++++ EXTRAIT CHOISI ++++

Dans ce climat incertain, Jack Ma, fondateur d’Alibaba eut des mots de chef d’Etat à Boao, en avertissant qu’une telle guerre le forcerait à renoncer à une promesse faite directement à Trump : celle de créer « un million d’emplois » aux Etats-Unis, voire même « 20 millions pour les deux pays ». Au contraire, s’exclama Ma, un conflit en « détruirait 20 millions de part et d’autre ». L’homme d’affaires se montra persuadé qu’au cours des 20 prochaines années, la Chine allait se mettre à consommer et à importer en grand, offrant ainsi de belles opportunités aux PME comme aux grands groupes américains de se renforcer, tandis que le gouvernement US verrait sa balance commerciale se rééquilibrer.
Dans ce conflit commercial, l’Union Européenne aussi est partie prenante : Bruxelles et la majorité des Etats membres de l’UE partagent l’impatience de Trump, quant aux pratiques commerciales inéquitables de la Chine et l’absence de réciprocité sur son propre sol de toutes les facilités dont jouissent les entreprises chinoises sur les marchés des pays occidentaux. Par contre, France et Allemagne en particulier, cherchent à détourner Trump des manœuvres va-t-en-guerre pour régler le conflit à travers les structures légales de l’OMC. A cet effet, Emmanuel Macron est attendu du 23 au 25 avril par Donald Trump en Virginie au Mount Vernon et à Washington—tandis qu’une visite d’Angela Merkel est en discussion. De l’avis général, les chances des Européens à faire plier Trump, sont faibles. Pour autant, de façon très claire, Xi Jinping comme Trump, tentent de rallier les Européens à leurs analyses et à leur solution préconisée.
On comprend pourquoi : l’Amérique du Nord et l’Europe ne sont pas les seules à ressentir l’effet de 20 ans d’expansion industrielle et commerciale chinoise « à la hussarde », ni à avoir perdu dans l’aventure des millions d’emplois, de filières exportatrices, de savoir-faire. Sur les cinq continents, bien des pays approuvent in petto la croisade de Trump pour forcer la Chine à un rééquilibrage des échanges, une réciprocité. Si l’Europe, France et Allemagne en tête, décident d’appuyer Trump, la Chine risquerait de se retrouver vite mondialement isolée, ce qu’elle veut absolument éviter.

++++ DONNÉES PRÉSENTÉES ++++

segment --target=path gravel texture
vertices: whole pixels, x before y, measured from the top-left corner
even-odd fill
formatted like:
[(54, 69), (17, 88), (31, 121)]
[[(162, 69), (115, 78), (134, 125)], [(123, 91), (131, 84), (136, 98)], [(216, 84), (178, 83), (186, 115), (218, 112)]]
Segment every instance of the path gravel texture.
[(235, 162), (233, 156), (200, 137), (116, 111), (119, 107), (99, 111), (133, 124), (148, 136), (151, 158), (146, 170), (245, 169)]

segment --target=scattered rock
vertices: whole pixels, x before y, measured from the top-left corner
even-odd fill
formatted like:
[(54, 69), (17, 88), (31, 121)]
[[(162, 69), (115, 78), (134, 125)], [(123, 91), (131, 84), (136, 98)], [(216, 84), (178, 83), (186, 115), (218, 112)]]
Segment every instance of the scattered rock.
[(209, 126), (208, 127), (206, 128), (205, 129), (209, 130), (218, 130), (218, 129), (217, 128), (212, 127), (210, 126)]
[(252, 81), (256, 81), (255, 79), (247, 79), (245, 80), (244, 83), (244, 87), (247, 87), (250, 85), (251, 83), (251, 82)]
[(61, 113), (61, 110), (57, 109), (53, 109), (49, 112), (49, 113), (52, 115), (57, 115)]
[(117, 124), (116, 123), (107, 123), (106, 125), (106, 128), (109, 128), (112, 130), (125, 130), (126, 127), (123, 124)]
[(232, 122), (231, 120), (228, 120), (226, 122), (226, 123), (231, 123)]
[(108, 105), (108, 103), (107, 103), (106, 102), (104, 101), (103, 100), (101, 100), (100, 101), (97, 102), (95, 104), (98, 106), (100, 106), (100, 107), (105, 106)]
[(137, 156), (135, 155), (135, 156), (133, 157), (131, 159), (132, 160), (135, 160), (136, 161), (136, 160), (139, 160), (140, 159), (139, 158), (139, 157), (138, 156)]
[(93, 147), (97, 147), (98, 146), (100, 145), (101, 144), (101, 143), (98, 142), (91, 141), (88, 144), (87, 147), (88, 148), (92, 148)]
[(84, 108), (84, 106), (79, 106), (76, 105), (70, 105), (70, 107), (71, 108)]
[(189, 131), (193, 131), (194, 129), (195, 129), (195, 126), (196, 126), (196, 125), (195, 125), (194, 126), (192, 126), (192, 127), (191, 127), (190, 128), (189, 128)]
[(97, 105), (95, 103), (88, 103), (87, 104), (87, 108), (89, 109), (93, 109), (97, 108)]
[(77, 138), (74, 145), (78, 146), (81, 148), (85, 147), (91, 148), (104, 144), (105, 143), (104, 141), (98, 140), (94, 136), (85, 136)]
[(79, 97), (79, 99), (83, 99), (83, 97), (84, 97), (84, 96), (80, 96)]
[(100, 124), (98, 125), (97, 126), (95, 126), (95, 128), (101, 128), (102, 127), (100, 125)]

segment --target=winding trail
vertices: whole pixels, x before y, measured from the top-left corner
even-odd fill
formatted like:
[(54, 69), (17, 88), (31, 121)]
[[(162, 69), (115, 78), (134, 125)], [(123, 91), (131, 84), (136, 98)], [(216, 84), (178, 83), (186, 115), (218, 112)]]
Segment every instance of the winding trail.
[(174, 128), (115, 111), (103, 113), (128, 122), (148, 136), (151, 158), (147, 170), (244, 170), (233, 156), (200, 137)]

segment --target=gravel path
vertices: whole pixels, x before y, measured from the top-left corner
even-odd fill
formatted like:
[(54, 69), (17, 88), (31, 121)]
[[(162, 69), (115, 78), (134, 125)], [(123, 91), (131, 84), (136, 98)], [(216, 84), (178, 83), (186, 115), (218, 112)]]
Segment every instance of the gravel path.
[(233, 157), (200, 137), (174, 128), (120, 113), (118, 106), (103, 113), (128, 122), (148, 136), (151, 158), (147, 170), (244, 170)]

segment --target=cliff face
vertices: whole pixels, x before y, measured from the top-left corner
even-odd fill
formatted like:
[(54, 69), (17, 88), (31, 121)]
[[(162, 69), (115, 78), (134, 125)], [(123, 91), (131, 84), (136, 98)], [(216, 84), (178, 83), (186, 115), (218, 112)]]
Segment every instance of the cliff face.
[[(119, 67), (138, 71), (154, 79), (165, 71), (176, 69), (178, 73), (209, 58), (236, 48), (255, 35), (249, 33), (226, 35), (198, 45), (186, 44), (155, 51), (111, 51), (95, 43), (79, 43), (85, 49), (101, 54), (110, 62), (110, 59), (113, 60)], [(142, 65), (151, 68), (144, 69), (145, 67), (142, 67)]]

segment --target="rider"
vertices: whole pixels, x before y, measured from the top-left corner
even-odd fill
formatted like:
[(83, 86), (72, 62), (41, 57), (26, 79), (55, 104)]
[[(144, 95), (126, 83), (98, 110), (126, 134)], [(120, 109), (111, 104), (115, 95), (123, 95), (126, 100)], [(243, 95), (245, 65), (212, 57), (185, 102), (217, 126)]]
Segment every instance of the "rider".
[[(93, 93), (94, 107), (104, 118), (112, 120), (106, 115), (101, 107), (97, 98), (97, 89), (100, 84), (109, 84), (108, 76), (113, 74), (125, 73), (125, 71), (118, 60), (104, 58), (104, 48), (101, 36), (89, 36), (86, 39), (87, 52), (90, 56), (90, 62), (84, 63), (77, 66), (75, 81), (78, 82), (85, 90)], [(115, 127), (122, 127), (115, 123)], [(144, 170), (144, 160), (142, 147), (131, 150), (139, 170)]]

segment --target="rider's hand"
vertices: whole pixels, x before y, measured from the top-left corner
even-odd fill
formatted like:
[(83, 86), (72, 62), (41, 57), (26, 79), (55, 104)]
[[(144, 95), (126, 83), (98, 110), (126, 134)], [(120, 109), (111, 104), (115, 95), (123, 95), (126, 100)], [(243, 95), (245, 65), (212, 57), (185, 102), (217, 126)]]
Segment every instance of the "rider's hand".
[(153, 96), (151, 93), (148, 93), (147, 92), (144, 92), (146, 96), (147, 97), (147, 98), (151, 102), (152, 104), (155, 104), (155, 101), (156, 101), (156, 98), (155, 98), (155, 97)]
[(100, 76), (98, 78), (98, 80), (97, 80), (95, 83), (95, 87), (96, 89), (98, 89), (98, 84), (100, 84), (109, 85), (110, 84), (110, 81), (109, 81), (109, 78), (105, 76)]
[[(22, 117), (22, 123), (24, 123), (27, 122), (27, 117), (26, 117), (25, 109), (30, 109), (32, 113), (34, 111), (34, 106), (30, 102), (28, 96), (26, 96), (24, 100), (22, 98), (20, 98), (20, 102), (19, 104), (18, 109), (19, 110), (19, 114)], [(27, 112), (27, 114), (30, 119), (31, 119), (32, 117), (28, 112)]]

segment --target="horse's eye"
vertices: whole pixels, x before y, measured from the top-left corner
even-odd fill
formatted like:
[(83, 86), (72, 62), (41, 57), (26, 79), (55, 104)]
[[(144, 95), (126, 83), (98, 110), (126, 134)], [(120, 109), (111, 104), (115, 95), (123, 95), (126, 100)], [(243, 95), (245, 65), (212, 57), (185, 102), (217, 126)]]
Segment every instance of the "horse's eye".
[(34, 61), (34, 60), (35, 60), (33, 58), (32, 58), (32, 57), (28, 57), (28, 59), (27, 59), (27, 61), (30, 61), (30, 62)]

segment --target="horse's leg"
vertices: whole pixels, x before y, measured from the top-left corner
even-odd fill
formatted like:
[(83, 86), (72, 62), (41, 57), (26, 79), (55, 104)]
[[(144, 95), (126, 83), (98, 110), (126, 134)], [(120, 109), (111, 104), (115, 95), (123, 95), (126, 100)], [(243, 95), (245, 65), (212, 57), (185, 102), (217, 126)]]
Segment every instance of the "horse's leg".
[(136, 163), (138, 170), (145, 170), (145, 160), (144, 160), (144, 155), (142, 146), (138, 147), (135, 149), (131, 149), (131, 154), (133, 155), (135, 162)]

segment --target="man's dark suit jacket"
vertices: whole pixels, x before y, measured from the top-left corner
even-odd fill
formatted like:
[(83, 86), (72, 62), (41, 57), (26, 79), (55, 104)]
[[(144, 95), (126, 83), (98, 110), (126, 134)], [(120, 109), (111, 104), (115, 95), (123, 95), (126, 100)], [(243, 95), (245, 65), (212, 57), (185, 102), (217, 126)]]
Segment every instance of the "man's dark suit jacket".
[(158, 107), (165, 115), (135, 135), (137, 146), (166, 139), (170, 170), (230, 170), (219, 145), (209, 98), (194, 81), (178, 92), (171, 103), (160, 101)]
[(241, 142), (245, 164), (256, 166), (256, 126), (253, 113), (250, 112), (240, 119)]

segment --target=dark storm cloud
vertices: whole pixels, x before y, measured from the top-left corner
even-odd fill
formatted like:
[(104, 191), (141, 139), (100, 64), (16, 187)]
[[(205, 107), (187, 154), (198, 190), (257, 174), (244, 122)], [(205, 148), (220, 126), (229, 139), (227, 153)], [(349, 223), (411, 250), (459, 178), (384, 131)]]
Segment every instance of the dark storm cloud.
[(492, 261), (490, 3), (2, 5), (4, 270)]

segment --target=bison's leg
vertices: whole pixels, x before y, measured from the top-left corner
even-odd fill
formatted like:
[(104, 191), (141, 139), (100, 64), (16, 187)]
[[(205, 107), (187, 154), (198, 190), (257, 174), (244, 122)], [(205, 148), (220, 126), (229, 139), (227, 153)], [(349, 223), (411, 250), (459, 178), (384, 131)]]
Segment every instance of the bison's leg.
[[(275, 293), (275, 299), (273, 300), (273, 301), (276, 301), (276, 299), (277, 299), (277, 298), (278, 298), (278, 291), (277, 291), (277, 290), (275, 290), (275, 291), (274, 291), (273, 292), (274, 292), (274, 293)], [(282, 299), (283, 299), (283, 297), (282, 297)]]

++++
++++ DONNÉES PRÉSENTÉES ++++

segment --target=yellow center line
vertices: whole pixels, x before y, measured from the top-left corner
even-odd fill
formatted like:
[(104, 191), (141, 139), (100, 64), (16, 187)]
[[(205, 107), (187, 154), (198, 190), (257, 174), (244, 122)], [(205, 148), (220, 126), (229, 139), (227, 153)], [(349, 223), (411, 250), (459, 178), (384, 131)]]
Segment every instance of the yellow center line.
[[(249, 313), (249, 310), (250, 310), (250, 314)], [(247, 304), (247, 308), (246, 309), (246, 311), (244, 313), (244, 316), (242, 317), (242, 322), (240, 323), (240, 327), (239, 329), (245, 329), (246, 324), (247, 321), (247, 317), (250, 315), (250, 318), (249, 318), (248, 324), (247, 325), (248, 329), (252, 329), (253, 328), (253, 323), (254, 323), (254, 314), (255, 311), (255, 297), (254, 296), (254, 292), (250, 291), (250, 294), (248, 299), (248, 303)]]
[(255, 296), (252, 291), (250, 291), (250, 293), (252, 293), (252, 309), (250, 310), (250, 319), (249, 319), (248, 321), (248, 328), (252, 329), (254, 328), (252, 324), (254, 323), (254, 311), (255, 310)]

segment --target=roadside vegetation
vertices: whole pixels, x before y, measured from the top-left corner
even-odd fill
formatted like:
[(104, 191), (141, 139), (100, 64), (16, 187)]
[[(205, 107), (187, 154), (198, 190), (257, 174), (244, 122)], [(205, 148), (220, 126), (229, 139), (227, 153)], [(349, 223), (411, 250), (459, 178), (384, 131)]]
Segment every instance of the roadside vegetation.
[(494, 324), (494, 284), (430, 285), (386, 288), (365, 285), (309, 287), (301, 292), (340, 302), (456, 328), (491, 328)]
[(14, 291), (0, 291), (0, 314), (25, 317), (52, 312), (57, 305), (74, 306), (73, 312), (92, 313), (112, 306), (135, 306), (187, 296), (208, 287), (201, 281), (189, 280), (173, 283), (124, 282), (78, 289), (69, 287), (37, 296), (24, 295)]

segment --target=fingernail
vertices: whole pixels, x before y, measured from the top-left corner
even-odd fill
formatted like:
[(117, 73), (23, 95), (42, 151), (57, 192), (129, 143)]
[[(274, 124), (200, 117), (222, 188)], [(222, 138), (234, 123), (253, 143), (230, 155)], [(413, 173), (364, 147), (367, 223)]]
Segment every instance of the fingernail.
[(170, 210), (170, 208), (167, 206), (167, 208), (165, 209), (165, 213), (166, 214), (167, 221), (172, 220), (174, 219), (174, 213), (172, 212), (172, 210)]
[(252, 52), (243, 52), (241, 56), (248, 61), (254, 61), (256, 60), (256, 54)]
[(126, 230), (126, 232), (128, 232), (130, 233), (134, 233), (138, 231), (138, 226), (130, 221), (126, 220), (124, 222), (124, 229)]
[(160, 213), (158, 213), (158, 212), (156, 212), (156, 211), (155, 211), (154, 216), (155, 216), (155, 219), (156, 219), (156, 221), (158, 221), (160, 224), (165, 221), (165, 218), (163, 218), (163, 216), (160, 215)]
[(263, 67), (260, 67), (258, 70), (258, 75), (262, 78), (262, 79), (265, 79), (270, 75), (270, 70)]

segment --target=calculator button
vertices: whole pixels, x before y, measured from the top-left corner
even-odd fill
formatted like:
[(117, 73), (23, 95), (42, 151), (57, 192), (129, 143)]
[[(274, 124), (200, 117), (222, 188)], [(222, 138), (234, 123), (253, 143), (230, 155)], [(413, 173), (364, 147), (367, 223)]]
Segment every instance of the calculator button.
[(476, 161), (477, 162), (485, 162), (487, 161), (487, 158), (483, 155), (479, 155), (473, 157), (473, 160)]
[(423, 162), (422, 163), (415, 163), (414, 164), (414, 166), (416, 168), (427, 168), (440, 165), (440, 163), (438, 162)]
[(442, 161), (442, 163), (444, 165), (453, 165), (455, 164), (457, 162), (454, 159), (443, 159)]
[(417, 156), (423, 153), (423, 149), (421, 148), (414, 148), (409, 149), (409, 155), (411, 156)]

++++

CONSIGNE ÉCRITE A
Selon l'extrait choisi, à quelles dates Donald Trump attend-il Emmanuel Macron ?
CONSIGNE ÉCRITE B
Disposez en liste numérotée les lignes des rangées, de la ligne contenant « segment --target=cliff face » à la ligne contenant « 67), (142, 67)]] », en omettant les lignes vides.

SOLUTION DÉTAILLÉE A
Du 23 au 25 avril.

SOLUTION DÉTAILLÉE B
1. segment --target=cliff face
2. vertices: whole pixels, x before y, measured from the top-left corner
3. even-odd fill
4. formatted like:
5. [(54, 69), (17, 88), (31, 121)]
6. [[(162, 69), (115, 78), (134, 125)], [(123, 91), (131, 84), (136, 98)], [(216, 84), (178, 83), (186, 115), (218, 112)]]
7. Segment every instance of the cliff face.
8. [[(119, 67), (138, 71), (154, 79), (165, 71), (176, 69), (178, 73), (209, 58), (236, 48), (255, 35), (249, 33), (226, 35), (198, 45), (186, 44), (155, 51), (111, 51), (95, 43), (79, 43), (85, 49), (101, 54), (110, 62), (110, 59), (113, 60)], [(142, 65), (151, 68), (144, 69), (145, 67), (142, 67)]]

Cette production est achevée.